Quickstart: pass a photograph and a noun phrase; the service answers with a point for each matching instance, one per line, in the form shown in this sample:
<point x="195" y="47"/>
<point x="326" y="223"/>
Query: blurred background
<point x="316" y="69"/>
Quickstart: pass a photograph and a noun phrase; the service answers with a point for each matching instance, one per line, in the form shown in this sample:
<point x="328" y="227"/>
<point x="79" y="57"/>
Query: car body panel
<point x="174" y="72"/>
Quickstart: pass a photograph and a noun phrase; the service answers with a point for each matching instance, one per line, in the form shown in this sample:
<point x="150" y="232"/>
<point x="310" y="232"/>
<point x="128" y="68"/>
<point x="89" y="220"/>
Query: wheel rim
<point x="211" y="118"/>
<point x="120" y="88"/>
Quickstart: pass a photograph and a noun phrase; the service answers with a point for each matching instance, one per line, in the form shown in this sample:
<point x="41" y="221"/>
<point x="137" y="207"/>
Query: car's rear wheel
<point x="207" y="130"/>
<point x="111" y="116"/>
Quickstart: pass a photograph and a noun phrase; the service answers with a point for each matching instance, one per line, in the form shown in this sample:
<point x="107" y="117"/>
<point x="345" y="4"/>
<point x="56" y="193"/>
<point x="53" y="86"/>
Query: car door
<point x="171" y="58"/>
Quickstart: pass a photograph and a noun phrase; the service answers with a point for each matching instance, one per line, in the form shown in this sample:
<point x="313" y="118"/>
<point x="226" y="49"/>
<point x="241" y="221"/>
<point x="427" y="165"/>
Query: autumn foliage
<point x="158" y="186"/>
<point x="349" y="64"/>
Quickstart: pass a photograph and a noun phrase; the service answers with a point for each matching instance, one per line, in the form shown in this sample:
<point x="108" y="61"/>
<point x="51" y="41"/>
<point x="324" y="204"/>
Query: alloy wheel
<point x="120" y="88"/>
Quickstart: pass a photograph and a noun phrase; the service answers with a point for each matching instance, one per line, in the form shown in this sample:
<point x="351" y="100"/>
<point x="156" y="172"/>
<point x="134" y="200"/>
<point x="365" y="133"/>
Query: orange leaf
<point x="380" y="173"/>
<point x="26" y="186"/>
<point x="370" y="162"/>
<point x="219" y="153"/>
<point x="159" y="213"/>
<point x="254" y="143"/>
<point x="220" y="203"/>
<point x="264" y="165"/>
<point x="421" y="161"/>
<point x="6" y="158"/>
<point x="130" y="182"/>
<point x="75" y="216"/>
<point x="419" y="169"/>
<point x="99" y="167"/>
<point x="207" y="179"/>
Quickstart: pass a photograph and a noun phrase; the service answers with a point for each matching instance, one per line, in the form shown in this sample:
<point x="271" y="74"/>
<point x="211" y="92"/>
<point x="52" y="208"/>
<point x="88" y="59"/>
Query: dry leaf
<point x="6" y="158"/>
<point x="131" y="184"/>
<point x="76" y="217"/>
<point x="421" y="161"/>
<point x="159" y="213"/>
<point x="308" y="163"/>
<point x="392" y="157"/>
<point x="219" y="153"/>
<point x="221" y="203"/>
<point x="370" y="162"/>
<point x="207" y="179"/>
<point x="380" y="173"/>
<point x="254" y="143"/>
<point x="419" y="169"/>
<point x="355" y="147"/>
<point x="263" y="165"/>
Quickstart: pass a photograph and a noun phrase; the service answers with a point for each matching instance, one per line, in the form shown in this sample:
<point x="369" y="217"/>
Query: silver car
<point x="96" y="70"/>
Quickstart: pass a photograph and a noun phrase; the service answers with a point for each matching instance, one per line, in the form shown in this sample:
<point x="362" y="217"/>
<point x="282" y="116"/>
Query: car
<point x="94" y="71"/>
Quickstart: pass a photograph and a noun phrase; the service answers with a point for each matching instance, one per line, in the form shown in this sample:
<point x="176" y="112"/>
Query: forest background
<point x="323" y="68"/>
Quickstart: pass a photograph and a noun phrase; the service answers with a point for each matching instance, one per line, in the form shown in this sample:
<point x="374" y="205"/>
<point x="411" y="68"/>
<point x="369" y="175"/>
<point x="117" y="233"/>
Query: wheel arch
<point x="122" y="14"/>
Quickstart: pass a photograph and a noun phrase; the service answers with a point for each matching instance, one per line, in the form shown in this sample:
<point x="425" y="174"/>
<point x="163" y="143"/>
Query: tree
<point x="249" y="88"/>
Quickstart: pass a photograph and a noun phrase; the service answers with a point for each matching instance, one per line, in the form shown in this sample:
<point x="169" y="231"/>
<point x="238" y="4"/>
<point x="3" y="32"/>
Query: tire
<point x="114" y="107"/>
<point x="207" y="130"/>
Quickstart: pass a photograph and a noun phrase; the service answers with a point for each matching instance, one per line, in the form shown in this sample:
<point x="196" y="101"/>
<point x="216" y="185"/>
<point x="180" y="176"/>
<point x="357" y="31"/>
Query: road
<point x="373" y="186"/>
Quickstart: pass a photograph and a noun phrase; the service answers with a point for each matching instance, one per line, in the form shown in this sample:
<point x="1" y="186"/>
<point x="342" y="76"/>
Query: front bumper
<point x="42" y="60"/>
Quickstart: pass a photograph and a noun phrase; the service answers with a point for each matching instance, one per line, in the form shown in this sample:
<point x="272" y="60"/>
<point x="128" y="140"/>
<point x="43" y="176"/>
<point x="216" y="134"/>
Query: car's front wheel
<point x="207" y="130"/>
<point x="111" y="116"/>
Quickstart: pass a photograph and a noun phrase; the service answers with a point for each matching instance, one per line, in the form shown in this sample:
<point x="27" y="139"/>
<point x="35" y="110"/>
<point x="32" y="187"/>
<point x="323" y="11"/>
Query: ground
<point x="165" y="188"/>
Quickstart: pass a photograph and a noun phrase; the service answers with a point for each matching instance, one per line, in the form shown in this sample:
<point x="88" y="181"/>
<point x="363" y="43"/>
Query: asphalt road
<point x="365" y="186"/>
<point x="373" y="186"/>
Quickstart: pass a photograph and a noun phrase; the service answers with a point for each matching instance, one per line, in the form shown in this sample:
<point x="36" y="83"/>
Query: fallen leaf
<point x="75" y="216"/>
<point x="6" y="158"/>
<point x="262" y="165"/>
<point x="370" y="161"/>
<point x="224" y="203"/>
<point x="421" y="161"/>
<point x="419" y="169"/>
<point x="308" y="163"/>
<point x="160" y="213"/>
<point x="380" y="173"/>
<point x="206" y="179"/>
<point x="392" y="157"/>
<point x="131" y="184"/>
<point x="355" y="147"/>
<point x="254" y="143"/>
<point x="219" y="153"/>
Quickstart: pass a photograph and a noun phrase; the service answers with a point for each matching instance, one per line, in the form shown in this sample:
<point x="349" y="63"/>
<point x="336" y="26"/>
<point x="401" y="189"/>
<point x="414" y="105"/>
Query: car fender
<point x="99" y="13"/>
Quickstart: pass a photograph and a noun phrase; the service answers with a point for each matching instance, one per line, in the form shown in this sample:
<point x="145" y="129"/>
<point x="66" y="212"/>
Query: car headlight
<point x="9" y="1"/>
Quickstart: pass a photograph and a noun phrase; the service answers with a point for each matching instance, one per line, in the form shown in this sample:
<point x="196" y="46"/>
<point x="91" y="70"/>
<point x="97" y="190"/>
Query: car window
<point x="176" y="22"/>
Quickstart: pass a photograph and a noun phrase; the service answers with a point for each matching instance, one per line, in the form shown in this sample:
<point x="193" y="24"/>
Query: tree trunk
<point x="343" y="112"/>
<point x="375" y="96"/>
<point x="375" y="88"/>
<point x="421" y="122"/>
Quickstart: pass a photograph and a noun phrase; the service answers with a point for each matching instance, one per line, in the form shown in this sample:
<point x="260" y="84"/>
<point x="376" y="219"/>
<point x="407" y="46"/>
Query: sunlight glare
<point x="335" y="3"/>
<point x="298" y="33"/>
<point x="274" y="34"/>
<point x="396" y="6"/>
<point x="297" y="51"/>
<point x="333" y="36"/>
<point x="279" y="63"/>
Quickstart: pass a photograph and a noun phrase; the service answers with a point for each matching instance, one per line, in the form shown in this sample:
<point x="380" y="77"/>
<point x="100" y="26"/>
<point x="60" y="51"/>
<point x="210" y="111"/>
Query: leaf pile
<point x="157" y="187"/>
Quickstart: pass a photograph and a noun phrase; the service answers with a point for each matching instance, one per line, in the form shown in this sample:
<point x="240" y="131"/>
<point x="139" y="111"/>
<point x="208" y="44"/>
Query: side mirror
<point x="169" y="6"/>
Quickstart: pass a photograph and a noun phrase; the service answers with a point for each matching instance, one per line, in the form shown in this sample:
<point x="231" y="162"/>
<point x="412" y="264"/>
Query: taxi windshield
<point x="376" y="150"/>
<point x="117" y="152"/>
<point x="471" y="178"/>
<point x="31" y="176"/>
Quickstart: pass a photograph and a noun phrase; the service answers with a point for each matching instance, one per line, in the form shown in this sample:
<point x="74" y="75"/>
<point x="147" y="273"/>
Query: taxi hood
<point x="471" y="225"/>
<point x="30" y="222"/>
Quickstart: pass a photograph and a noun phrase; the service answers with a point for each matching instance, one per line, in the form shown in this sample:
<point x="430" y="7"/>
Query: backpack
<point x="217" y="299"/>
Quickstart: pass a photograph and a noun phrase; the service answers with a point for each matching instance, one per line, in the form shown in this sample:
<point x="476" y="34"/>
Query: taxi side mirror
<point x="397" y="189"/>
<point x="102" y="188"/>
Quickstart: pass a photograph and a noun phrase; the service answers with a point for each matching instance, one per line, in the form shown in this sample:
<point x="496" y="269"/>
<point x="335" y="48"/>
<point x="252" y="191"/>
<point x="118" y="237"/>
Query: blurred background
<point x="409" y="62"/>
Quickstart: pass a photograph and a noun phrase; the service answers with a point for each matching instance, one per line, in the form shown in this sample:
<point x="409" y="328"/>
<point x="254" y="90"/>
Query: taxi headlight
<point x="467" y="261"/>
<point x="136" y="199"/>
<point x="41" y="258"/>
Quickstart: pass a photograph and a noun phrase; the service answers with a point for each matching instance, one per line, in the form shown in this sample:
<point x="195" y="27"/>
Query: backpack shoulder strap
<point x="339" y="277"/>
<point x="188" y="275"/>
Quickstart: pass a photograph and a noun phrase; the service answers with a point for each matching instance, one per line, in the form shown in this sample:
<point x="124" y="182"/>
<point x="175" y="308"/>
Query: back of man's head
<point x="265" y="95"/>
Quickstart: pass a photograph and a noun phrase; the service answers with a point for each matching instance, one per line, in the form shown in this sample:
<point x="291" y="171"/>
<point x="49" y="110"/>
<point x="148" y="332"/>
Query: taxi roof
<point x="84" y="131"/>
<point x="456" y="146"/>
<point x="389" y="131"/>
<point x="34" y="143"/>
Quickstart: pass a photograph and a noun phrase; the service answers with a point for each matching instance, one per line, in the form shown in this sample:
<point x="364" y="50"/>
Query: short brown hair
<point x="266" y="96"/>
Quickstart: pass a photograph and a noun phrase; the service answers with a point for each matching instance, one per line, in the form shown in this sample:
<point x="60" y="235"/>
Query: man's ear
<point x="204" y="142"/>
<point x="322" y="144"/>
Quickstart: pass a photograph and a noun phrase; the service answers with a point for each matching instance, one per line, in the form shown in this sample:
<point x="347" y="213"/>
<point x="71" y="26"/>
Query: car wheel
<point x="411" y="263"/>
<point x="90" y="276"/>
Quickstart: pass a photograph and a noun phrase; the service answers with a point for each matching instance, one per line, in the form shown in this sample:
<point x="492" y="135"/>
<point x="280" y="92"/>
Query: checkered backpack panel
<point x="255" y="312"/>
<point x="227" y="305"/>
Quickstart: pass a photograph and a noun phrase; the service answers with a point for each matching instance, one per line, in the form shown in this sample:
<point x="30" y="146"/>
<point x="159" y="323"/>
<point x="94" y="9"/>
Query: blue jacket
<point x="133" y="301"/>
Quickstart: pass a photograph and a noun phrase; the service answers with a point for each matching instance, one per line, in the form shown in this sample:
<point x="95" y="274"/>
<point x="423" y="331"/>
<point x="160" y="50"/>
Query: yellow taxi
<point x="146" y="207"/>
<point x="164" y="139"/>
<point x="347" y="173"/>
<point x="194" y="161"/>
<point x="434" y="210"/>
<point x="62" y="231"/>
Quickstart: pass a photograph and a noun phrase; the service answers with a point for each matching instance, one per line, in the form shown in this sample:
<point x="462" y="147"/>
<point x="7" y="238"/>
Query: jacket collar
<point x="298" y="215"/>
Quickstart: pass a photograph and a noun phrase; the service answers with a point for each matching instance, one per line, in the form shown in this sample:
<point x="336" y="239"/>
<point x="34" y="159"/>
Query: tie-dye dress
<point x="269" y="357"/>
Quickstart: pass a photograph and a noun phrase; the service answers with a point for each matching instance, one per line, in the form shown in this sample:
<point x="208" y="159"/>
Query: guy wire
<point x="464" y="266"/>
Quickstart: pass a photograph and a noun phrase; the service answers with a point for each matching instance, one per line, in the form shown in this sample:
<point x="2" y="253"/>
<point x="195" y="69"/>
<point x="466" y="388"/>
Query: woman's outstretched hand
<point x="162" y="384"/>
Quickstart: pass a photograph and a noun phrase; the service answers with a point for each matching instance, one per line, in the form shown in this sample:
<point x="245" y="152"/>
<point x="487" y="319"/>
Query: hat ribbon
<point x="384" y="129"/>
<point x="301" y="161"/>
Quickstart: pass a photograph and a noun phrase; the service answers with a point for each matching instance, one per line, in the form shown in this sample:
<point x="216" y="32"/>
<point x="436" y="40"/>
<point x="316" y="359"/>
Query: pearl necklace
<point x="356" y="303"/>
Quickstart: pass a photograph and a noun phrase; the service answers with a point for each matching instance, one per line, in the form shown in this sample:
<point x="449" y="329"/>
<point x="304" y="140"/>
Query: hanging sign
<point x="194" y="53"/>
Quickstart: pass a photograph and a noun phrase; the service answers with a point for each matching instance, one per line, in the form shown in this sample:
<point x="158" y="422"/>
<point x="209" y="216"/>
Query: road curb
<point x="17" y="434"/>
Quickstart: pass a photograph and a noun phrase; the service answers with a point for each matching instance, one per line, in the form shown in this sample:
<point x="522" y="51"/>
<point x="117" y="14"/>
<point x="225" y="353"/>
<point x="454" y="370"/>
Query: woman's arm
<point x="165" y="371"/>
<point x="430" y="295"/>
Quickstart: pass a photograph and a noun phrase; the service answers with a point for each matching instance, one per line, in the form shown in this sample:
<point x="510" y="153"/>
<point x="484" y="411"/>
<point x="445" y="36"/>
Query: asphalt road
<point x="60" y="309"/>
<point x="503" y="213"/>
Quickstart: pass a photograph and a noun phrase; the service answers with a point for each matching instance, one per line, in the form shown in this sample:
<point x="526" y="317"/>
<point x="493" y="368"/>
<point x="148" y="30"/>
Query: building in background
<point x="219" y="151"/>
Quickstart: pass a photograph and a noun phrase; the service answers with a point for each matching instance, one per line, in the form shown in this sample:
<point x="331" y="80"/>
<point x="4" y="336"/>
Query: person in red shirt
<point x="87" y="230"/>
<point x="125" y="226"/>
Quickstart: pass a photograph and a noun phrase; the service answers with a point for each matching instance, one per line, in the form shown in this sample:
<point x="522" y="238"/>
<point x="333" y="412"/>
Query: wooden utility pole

§ **Work to be completed**
Pick out every line of the listing above that contains the string "side", treating uppercase and lowercase as different.

§ **Full solution**
Query: side mirror
Query: taxi side mirror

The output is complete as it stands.